→ **Given problem 1**
Please convert the entries, starting at the line that contains "Target: pink rhododendron flower" and ending at the final line of the entries, into a JSON list of strings, one string per line, with blank lines left out.

•••

ISO observations of a sample of Compact Steep Spectrum and GHz Peaked Spectrum Radio Galaxies
C. Fanti, F. Pozzi, R. Fanti, S.A. Baum, C.P. O'Dea, M. Bremer, D., Dallacasa, H. Falcke, T. de Graauw, A. Marecki, G. Miley, H. Rottgering, R.T., Schilizzi, I. Snellen, R.E Spencer, C. Stanghellini

TL;DR
This study used ISO satellite observations to compare FIR emissions of CSS/GPS and extended radio galaxies, finding similar luminosities and suggesting FIR emission is due to thermal dust rather than synchrotron processes.
Contribution
First systematic FIR comparison of CSS/GPS and extended radio galaxies, showing similar dust properties and challenging the 'frustrated' source hypothesis.
Findings
FIR luminosities are similar for CSS/GPS and extended radio galaxies.

•••

→ **Given problem 2**
According to the radio galaxy summary, what is the FIR emission due to?

•••

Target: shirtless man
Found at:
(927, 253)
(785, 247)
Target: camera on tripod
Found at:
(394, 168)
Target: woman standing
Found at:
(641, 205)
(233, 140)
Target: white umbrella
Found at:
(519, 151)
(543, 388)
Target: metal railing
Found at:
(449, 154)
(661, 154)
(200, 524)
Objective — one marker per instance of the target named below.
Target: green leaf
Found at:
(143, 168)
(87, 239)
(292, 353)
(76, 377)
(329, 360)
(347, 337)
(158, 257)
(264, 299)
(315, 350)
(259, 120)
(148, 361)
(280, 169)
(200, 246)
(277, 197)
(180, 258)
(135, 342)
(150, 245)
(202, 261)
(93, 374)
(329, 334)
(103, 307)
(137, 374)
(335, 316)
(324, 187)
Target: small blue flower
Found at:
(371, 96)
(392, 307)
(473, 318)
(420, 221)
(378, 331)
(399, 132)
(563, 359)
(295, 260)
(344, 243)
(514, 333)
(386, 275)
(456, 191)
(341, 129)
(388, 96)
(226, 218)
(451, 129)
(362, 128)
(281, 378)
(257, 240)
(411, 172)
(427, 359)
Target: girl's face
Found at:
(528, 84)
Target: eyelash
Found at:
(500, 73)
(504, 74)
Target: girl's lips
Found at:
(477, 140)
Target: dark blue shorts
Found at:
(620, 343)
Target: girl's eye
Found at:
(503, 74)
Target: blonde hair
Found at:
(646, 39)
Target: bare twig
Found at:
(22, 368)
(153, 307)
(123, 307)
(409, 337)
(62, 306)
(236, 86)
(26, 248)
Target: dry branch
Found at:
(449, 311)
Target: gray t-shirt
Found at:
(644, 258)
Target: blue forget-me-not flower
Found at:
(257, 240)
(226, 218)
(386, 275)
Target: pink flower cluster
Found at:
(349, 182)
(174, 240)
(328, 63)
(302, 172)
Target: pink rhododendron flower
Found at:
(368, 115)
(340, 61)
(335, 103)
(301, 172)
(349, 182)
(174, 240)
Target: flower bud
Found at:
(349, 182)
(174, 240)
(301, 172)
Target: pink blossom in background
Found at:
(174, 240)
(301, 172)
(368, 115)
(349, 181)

•••

→ **Complete answer 1**
[
  "Target: pink rhododendron flower",
  "Found at:",
  "(368, 115)",
  "(340, 61)",
  "(335, 103)",
  "(301, 172)",
  "(349, 182)",
  "(174, 240)",
  "Target: flower bud",
  "Found at:",
  "(349, 182)",
  "(174, 240)",
  "(301, 172)",
  "Target: pink blossom in background",
  "Found at:",
  "(174, 240)",
  "(301, 172)",
  "(368, 115)",
  "(349, 181)"
]

→ **Complete answer 2**
Thermal dust rather than synchrotron processes.